EXERCISE BRIEF:
Copy the records that follow exactly as written, but not their pictures.

ENTRIES SUPPLIED:
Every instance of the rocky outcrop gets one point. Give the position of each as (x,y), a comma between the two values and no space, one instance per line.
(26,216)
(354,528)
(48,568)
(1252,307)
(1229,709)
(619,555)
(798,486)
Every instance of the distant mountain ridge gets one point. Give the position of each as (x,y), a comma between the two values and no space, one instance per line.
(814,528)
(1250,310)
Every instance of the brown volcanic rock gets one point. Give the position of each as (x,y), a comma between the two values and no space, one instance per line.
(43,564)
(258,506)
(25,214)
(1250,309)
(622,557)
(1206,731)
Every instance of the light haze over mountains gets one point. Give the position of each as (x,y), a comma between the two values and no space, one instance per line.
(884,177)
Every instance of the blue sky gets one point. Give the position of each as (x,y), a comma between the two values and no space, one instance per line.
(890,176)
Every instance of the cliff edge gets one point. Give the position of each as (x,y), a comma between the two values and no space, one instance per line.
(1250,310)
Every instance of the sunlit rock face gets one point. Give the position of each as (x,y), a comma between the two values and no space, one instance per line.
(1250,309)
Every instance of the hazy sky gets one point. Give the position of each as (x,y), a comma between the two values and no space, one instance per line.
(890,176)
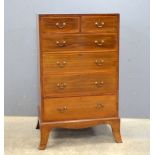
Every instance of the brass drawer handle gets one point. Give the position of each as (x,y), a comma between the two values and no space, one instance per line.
(99,24)
(62,110)
(61,85)
(99,106)
(99,62)
(99,83)
(99,43)
(60,26)
(61,44)
(61,64)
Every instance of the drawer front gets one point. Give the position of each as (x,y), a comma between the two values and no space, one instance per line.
(56,63)
(79,84)
(72,108)
(100,24)
(59,24)
(74,42)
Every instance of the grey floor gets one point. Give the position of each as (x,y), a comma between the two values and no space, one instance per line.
(21,138)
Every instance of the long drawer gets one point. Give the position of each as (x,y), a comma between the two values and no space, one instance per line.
(74,42)
(97,83)
(72,108)
(56,63)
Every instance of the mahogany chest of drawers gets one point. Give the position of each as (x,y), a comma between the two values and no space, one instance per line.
(79,72)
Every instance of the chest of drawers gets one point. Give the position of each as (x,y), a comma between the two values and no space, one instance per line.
(79,72)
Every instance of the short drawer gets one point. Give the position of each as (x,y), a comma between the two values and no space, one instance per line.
(73,108)
(60,63)
(100,24)
(59,24)
(74,42)
(96,83)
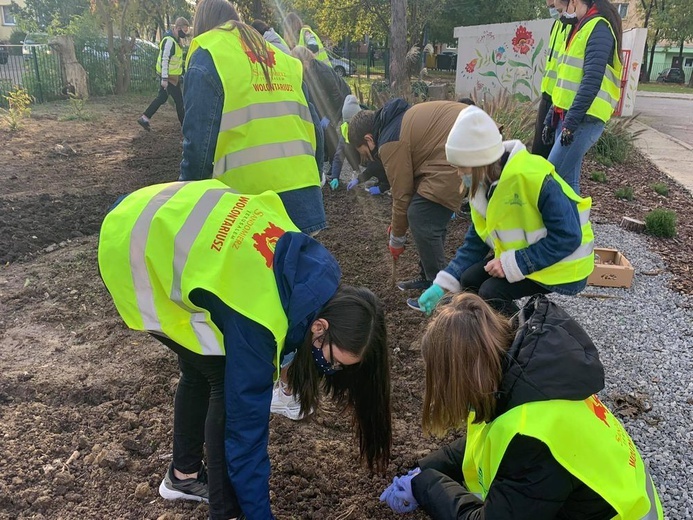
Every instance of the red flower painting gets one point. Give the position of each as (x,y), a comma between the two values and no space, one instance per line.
(523,40)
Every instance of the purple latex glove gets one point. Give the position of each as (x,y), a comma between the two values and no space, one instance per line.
(399,496)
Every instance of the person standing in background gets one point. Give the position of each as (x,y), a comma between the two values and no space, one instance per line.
(169,66)
(559,32)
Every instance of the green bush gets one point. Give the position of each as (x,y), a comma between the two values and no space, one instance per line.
(661,223)
(625,193)
(616,143)
(661,188)
(598,176)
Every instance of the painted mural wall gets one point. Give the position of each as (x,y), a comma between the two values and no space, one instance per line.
(510,58)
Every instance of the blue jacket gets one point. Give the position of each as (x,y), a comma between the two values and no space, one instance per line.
(307,277)
(203,98)
(599,52)
(563,236)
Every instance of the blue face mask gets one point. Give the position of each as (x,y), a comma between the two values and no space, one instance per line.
(324,366)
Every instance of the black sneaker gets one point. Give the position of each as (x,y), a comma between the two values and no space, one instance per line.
(144,123)
(416,284)
(195,489)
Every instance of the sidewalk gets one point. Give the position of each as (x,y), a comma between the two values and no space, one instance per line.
(671,155)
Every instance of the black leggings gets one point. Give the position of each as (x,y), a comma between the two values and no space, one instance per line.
(499,293)
(171,90)
(198,421)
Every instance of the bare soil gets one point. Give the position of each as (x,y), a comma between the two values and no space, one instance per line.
(86,404)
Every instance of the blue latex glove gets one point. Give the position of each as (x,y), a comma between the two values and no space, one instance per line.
(399,496)
(430,298)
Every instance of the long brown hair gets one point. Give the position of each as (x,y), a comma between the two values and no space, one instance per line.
(221,14)
(463,350)
(356,325)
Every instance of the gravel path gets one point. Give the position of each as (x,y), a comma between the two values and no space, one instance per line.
(645,340)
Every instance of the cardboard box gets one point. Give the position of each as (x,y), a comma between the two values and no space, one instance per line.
(611,269)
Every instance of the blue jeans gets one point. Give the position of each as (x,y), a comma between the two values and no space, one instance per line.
(568,159)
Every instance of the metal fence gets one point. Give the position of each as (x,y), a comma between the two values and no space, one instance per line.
(38,69)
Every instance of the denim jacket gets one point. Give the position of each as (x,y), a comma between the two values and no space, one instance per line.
(203,98)
(563,236)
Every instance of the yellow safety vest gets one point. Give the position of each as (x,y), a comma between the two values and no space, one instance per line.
(559,33)
(322,53)
(512,220)
(175,61)
(164,241)
(583,436)
(570,72)
(266,137)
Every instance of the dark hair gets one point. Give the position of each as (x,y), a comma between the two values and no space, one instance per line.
(292,28)
(211,14)
(356,325)
(260,26)
(361,125)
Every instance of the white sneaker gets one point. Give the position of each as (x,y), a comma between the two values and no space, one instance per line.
(286,405)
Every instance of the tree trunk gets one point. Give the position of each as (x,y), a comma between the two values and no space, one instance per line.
(399,75)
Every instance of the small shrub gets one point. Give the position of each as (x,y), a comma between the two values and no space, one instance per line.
(18,101)
(661,188)
(625,193)
(598,176)
(661,223)
(616,143)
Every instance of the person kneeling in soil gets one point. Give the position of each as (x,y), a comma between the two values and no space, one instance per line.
(533,223)
(231,285)
(539,443)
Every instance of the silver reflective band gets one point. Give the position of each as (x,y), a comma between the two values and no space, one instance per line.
(138,260)
(183,242)
(244,115)
(264,152)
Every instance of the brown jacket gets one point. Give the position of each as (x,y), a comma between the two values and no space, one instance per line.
(417,164)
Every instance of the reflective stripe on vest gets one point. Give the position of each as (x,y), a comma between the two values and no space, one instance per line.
(511,220)
(570,73)
(266,137)
(583,437)
(559,33)
(322,53)
(175,61)
(162,242)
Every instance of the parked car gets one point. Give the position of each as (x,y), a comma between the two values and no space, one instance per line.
(4,53)
(672,75)
(341,66)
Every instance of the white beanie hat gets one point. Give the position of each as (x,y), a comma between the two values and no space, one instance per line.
(474,139)
(351,108)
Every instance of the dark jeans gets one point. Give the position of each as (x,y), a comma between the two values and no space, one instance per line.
(499,293)
(538,146)
(428,222)
(173,91)
(198,421)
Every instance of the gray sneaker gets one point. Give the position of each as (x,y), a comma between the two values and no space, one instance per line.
(195,489)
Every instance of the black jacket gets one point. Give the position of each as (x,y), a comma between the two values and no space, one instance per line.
(551,358)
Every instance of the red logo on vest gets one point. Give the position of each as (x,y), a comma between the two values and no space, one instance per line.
(266,241)
(598,408)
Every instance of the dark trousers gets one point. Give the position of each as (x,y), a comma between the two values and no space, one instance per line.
(499,293)
(171,90)
(538,146)
(198,422)
(428,222)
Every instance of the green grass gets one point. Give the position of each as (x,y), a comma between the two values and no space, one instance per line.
(665,87)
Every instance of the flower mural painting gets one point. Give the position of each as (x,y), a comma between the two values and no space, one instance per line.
(523,40)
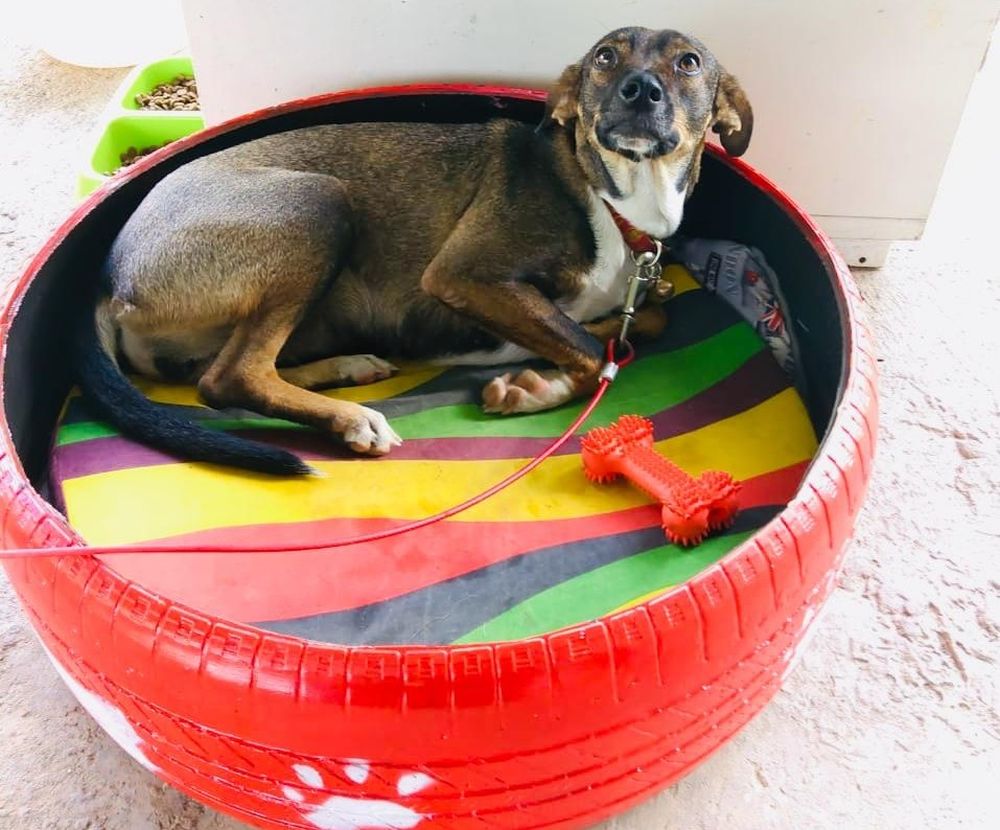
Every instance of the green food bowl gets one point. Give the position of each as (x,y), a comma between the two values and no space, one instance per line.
(126,126)
(152,75)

RESULT OF THE TASK:
Every instance of the rocky outcrop gets one point. Give the position of each as (x,y), a comma between the two values and no space, one instance per line.
(26,216)
(354,528)
(48,568)
(1252,307)
(1229,709)
(619,555)
(798,486)
Every instance of the distant mountain ridge gets one point. Give the position of each as (x,y), a comma between the two values and no space, one instance per line.
(814,528)
(1250,310)
Every instance of the brown volcanic rock gets one point. Give the position of each as (x,y), a comma between the two values and no space, one instance per line.
(43,564)
(258,506)
(25,214)
(1250,309)
(622,557)
(1206,731)
Every instance of the light haze over mountains gets one point. Give the position of each as (x,y), a comma between the two values and no space, one instance per line.
(884,177)
Every instance of the blue sky gets one point. Give the position of each as (x,y), a comma between the two values and no space, one instance per line.
(890,176)
Every instance of the cliff edge gets one point. Give the position of each as (x,y), a comma between the two values and no space, one instance per line.
(1250,310)
Every instance of the sunlit rock face gets one point. Give the position of each as (x,y), a comma between the two values and no space, one instance per line.
(1250,309)
Every instance of the hazy sky gets one point. Give the position of each as (x,y), a comma between the two values and no space, one instance per line.
(890,176)
Every instance of the brass drawer handle gets one point. Give the position of each as (x,y), a comma between the two values and no space, one instance per line.
(99,24)
(62,110)
(61,85)
(99,106)
(99,62)
(99,83)
(99,43)
(60,26)
(61,44)
(61,64)
Every instance of the drawer front gets one point. Give the position of each as (x,y), a comma between the two values and no space, one instance per line.
(56,63)
(79,84)
(72,108)
(100,24)
(59,24)
(74,42)
Every instance of the grey floor gets one point. Give the position of each as (x,y), a comma between the two values and no space, one instance per line.
(21,138)
Every instance of the long drawer gets one point. Give the position of each as (x,y), a comma between the two values and no space, one instance per line.
(74,42)
(97,83)
(72,108)
(56,63)
Every instance of the mahogany chest of drawers gets one point. Give the position of each as (x,y), a comma between the two values and no space, one instance per line.
(79,72)
Every instance of the chest of drawers gets one point. Give the position of each as (x,y), a comma between the two values and no space, one instance per line.
(79,72)
Every instance of the short drawer gets one point. Give the position of each as (x,y), a comma between the two values and no space, one instance per line.
(73,108)
(60,63)
(100,24)
(59,24)
(74,42)
(96,83)
Every instance of the red flower painting gets one point. Give the position of each as (x,y), a comma between the two values and no space, one instance per line.
(523,40)
Every instance of the purple latex glove gets one point. Give the position of each as (x,y), a comma between the two values and no space, one instance per line.
(399,496)
Every instance of the person standing in background gets one point. Give the position of each as (x,y), a comma between the two values and no space, one instance per line.
(169,66)
(559,32)
Every instance of the green bush gets one point. Give the position of each as (x,y), a comma between the two values and no space, one instance per line.
(661,223)
(625,193)
(616,143)
(661,188)
(598,176)
Every instance of the painted mural wall gets one point. Give the position of each as (x,y), a comma between the two values and no space, one instance per line.
(510,58)
Every instance of the blue jacket gets one point. Give the position of each as (x,y), a comma between the two values and no space, one instance per line.
(307,277)
(203,98)
(599,52)
(563,236)
Every instance of the blue face mask gets one point. Give the position of each as (x,y), a comma between the two values and no space, one instance per line.
(324,366)
Every instance of the black sneaker gets one point. Give the position of each as (x,y), a comma between the two values and no space, one instance per line.
(144,123)
(416,284)
(195,489)
Every instance of the sidewalk gets one point. Give the position of each as (x,y), a comma between the two values and no space, one instance per line.
(671,155)
Every instance of the black leggings gets one point. Give the position of each as (x,y), a comma between the two values and no space, one instance per line.
(499,293)
(171,90)
(198,421)
Every instance of the bare soil gets one point. Give the position of each as (x,y), a comma between the two values and no space, one instance per line.
(86,404)
Every instance of the blue latex glove gets one point. Give the position of each as (x,y), a comma between the two values and no space, one instance per line.
(399,496)
(430,298)
Every instance of the long brown hair gets one point. Give the position of each as (x,y), a comma between the two values and no space, one instance per line.
(221,14)
(463,350)
(356,325)
Every instance of the gravel path gets one point. Give the position of each as (x,y), a comma between the two values and no space, one instance per line.
(645,340)
Every instance of the cardboard box gets one point. Give the position of each as (x,y), a comma between the two values and no space, one instance per line.
(611,269)
Every instance of the blue jeans gets one point. Give the position of each as (x,y), a comma between the two values and no space, one instance per line.
(568,159)
Every instance of the metal fence gets one point. Give the position of each as (x,y), a comma between the two values and no space, one instance per line.
(38,69)
Every instance of the denim jacket gets one point. Give the position of each as (x,y), a comma between the two values and no space, one instance per line.
(203,98)
(563,236)
Every instance of the yellow safety vest gets one point. Give the position of each as (x,y), a comma between the two values and no space, one instance per line.
(559,33)
(322,53)
(512,220)
(175,61)
(164,241)
(583,436)
(570,72)
(266,137)
Every instance of the dark hair gets one point. Give the position of each as (x,y), a comma between the two values and no space, one instance per line.
(292,28)
(211,14)
(356,325)
(260,26)
(361,125)
Every instance of the white sneaker gets one point. Give the position of each as (x,y), a comma between the two values and no space, one instance per line.
(286,405)
Every instance of the tree trunk gets one point. Give the position of each as (x,y), a comma between the two values and no space, one instance per line.
(399,75)
Every instance of the small shrub gets one point. Give the position of each as (x,y), a comma between the two values and no space, one instance per line.
(18,101)
(661,188)
(625,193)
(598,176)
(661,223)
(616,143)
Every instance of the person kneeling in soil gets one point. Give the position of each as (x,y), a comma between the two values and no space, one instance per line.
(533,223)
(231,285)
(539,443)
Every instance of the silver reflective band gets one point. Give the position of each as (x,y), a comma between the two values and no space, one instance per line.
(138,260)
(183,242)
(244,115)
(264,152)
Every instance of the brown jacket gets one point. Give the position of each as (x,y), a comma between the two values and no space, one instance per line.
(417,164)
Every instance of the reflective stripe on vest gets one point. Give the position of each as (x,y), a comma between the two values and no space, one instance per line.
(511,220)
(570,73)
(266,137)
(583,437)
(559,33)
(322,53)
(175,61)
(162,242)
Every instance of the parked car gets one point. Give the position of each as (x,y), a comma between the two values and no space, one instance per line.
(4,53)
(672,75)
(341,66)
Every instance of the white beanie hat gets one point. Give the position of each as (x,y), a comma between the two values and no space, one instance per line.
(474,139)
(351,108)
Every instance of the dark jeans gets one point. Give the position of each as (x,y), a comma between the two values and no space, one instance per line.
(499,293)
(538,146)
(428,222)
(173,91)
(198,421)
Every instance of the gray sneaker gets one point. Give the position of each as (x,y), a comma between the two values and no space, one instance per line.
(195,489)
Every instance of the black jacket gets one point. Give the position of each as (x,y), a comma between the two values and no space, one instance per line.
(551,358)
Every instance of the red logo on vest gets one point. Give the position of each as (x,y), a comma between the two values and no space, one instance per line.
(266,241)
(598,408)
Every instance of the dark trousers gets one point. Give the position of each as (x,y), a comma between the two values and no space, one instance per line.
(499,293)
(171,90)
(538,146)
(198,422)
(428,222)
Every instance of the green grass gets one point. Give the position of each as (x,y), a comma between the two values and no space, one instance per line.
(665,87)
Every instance of the flower mural painting gets one point. Give the position of each as (x,y), a comma between the two values and no space, one instance per line.
(523,40)
Every instance of the green food bowl gets one point. Give the position of each as (x,y), a comma between the two values and no space, one instance per line.
(126,126)
(152,75)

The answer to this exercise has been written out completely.